The Imperium owes its very stagnation to when the Primarchs and the Emperor no longer was around to direct everyone. The Emperor lied about the Empyrean for a good reason, to protect the sanity of the wider mankind from the horrors of the warp. In some cases ignorance indeeed IS bliss.


----------



## Vitarus (Apr 9, 2012)

Well... Maybe. Maybe it was only incredibly stupid of the Emperor to think that that was a workable strategy. Religion can be forced out of humanity? Crazy. His own son defied him in this. Don't use psyker powers? Well then don't make one of your sons an immensely powerful psyker. 

The Empyrean is the result of sentience. Specific events in the universe create specific things in the Empyrean. If no being in the universe knew of its existence, it would still be there, and acts of great evil would create powerful daemons within it. That stuff won't go away, or stop attacking the universe, just because nobody knows about it. Not knowing of its existence only makes you helpless against it. They cannot fight what they do not know about. Far better to make them understand it. There will always be those who do evil. Some will do evil in order to create daemons. Others will do good to counter that evil in one way or another.

But I won't back down an inch about genocide - xenocide? - being evil. It is evil to kill every being other than humans who think and believe exactly the way he wants. Humanity's survival is not worth the life of every member of every other species, as well as every human culture that does not fit the mold.

> **EXERCISE REQUIREMENTS**
a) Translate this sentence from the forum thread about the Emperor and the Empyrean into Spanish: "Not knowing of its existence only makes you helpless against it."
b) Quote the forum thread about the Emperor and the Empyrean from "The Empyrean is" up to and including "way or another.".
c) Extend the forum thread about the Emperor and the Empyrean, picking up after its last sentence.

(Excerpts of location labeling data)
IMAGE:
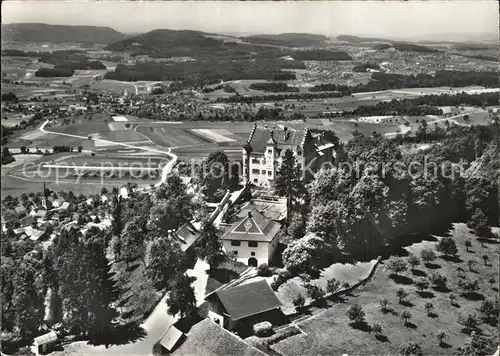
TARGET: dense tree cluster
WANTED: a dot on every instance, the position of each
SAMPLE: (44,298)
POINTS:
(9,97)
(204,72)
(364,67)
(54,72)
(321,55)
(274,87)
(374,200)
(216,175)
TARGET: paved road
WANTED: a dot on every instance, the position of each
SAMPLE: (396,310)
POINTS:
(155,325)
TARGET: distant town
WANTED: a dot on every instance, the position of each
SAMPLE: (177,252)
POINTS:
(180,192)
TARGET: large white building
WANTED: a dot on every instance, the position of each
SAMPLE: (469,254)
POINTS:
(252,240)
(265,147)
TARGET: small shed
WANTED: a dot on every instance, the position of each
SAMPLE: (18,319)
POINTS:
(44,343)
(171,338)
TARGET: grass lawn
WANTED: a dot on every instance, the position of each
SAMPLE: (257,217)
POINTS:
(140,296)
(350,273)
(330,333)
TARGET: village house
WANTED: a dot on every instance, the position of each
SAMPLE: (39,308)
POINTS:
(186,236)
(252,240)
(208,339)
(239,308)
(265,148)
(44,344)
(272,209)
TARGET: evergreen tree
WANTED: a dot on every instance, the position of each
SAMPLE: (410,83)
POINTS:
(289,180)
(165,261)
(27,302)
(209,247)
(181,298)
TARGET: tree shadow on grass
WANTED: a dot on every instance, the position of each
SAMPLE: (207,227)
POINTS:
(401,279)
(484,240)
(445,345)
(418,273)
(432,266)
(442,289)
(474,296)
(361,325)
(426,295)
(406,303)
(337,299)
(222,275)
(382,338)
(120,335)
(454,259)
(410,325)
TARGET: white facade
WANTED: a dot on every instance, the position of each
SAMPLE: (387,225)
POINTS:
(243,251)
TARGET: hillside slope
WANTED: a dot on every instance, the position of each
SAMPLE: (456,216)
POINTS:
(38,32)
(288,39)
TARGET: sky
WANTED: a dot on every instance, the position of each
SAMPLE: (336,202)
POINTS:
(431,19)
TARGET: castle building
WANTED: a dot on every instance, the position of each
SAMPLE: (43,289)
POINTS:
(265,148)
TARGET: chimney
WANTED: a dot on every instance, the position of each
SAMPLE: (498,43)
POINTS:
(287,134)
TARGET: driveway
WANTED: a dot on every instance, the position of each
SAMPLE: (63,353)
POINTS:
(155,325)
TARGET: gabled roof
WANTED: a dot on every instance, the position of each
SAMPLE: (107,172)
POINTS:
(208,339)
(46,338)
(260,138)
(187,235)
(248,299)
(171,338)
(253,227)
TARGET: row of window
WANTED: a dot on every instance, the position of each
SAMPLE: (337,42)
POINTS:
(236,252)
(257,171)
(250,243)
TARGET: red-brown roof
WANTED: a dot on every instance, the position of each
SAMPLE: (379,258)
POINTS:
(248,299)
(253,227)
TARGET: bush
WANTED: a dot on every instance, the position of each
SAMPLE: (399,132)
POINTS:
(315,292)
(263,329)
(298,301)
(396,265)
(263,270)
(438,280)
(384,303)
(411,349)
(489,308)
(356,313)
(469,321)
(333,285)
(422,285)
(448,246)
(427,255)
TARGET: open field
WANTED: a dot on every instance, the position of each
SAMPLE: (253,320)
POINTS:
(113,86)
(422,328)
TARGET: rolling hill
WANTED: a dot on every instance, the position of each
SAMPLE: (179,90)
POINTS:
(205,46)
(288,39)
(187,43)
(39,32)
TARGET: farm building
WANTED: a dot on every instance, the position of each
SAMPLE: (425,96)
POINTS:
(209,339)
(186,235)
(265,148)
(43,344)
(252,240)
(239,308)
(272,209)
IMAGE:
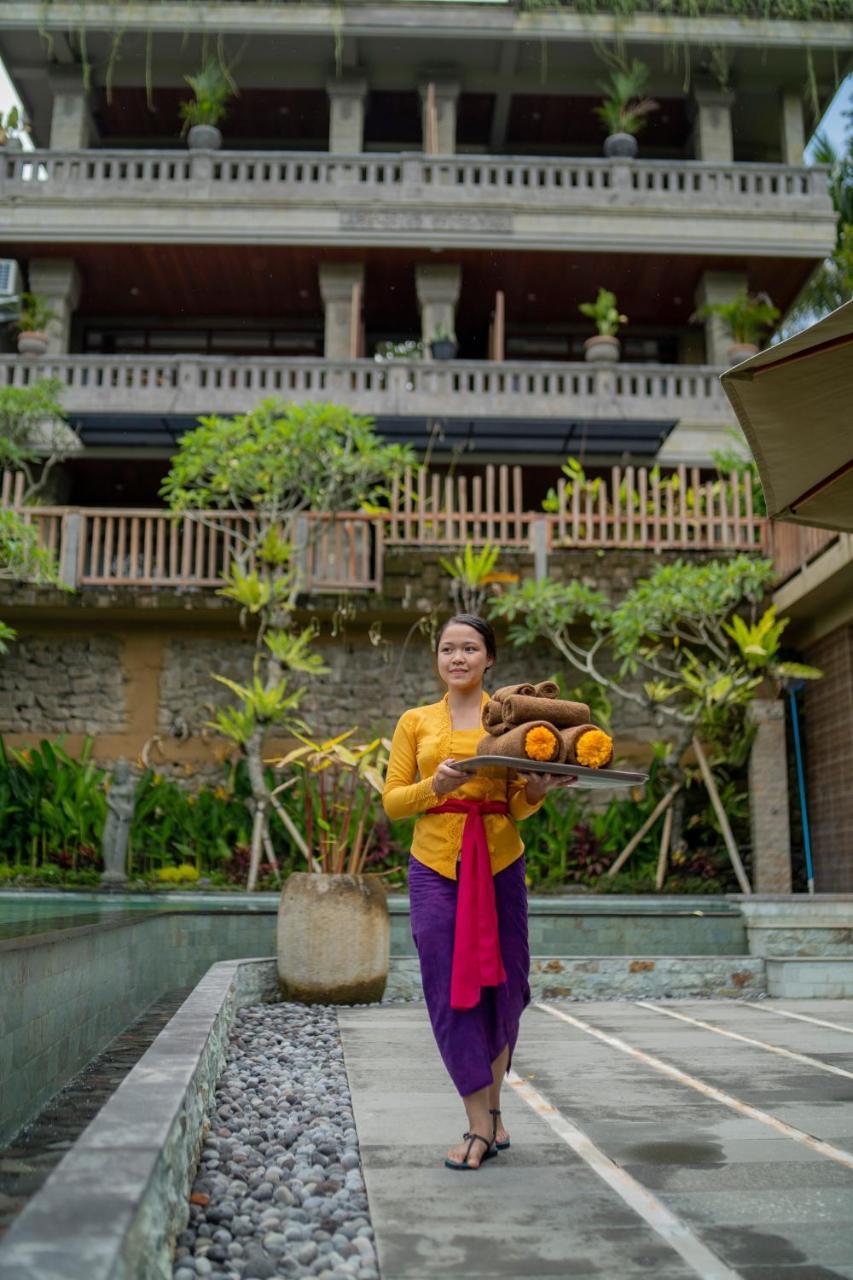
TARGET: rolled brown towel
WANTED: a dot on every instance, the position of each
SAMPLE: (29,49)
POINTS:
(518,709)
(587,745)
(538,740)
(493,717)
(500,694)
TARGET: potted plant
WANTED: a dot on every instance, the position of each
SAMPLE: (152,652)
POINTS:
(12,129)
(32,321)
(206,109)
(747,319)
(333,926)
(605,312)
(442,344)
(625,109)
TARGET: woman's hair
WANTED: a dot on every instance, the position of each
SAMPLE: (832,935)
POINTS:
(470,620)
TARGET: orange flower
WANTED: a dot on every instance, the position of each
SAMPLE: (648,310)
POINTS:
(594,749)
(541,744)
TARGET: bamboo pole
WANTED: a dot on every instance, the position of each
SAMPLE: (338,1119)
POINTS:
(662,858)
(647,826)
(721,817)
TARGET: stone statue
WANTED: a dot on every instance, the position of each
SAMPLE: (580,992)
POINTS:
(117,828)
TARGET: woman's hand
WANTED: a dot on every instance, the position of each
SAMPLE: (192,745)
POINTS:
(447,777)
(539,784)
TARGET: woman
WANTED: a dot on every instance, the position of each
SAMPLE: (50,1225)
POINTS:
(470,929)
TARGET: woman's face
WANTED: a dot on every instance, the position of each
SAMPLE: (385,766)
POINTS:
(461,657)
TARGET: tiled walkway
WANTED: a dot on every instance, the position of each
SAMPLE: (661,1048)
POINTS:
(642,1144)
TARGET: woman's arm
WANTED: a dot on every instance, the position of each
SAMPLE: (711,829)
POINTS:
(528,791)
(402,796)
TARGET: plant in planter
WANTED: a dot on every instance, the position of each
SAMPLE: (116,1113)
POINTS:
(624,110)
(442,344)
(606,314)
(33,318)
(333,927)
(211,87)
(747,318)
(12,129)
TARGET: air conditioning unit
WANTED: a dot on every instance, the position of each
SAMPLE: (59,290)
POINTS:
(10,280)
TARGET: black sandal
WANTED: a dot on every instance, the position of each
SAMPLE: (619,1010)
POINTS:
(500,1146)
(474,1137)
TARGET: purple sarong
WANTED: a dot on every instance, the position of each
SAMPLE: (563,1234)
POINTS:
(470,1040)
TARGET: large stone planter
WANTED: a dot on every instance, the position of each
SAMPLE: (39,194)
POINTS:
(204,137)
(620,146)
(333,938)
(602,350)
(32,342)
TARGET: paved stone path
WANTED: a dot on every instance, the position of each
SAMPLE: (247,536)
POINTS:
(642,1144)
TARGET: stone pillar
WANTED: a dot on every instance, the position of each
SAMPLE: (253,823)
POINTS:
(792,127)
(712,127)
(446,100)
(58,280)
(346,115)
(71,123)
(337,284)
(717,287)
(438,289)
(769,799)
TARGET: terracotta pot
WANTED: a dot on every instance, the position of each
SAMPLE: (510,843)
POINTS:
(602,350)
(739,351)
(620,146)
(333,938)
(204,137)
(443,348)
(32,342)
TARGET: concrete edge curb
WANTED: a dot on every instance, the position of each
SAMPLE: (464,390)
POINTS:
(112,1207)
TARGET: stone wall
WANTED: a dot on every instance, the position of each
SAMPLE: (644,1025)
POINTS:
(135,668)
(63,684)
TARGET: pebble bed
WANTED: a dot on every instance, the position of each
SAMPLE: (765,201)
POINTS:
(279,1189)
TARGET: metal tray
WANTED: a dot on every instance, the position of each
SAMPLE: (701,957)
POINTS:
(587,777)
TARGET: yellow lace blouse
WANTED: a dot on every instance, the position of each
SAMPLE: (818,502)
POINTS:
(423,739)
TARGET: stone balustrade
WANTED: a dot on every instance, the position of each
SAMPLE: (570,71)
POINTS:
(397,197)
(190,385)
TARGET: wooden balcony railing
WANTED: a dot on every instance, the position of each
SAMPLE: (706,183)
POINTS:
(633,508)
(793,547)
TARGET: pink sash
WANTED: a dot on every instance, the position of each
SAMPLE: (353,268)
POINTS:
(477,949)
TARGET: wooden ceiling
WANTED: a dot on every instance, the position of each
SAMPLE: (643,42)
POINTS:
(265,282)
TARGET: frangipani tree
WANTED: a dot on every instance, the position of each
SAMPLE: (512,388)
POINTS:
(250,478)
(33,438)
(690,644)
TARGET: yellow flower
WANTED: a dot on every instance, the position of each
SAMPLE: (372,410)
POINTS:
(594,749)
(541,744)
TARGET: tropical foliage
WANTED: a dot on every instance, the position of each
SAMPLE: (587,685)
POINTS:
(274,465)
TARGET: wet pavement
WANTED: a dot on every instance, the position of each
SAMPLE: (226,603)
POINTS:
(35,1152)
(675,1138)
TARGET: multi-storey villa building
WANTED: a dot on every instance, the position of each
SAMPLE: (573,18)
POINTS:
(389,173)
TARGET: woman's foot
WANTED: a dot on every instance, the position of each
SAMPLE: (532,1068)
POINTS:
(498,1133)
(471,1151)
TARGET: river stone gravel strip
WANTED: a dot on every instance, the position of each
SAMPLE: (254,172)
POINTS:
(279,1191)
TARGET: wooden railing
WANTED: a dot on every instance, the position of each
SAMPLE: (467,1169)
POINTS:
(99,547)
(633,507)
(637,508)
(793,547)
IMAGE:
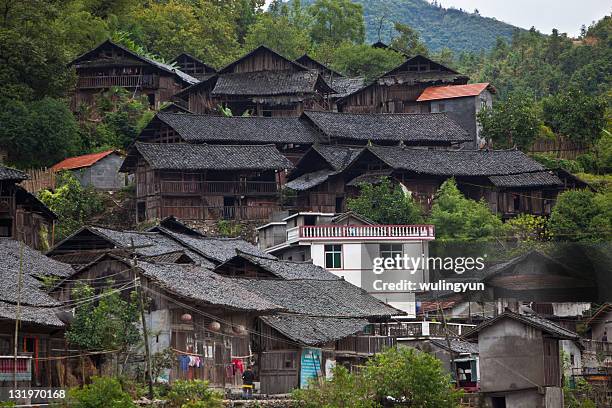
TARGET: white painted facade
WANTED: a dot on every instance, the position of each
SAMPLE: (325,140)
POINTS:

> **TASK-BY-TASK OUTPUTS**
a) No saber de su existencia solo te deja indefenso ante él.

b)
The Empyrean is the result of sentience. Specific events in the universe create specific things in the Empyrean. If no being in the universe knew of its existence, it would still be there, and acts of great evil would create powerful daemons within it. That stuff won't go away, or stop attacking the universe, just because nobody knows about it. Not knowing of its existence only makes you helpless against it. They cannot fight what they do not know about. Far better to make them understand it. There will always be those who do evil. Some will do evil in order to create daemons. Others will do good to counter that evil in one way or another.

c)
----------



## Malus Darkblade (Jan 8, 2010)

Vitarus said:


> Well... Maybe. Maybe it was only incredibly stupid of the Emperor to think that that was a workable strategy. Religion can be forced out of humanity? Crazy.


It worked for a long time until the Emperor fell. 

If I'm not mistaken it also worked during the Dark Age of Technology.

Also he wiped out all forms of xenos life because several, some even allied to mankind before the Age of Strife, attacked Earth and its offworld colonies at their most vunerable stage.


----------



## Vitarus (Apr 9, 2012)

I would word it differently. It's not as though the Emperor fell, allowing Chaos to rise. The Ruinous Powers killed the Emperor. And turned Primarchs to their side. And caused Old Night. They did a lot of serious damage while the Emperor was alive. His strategy wasn't working all that well.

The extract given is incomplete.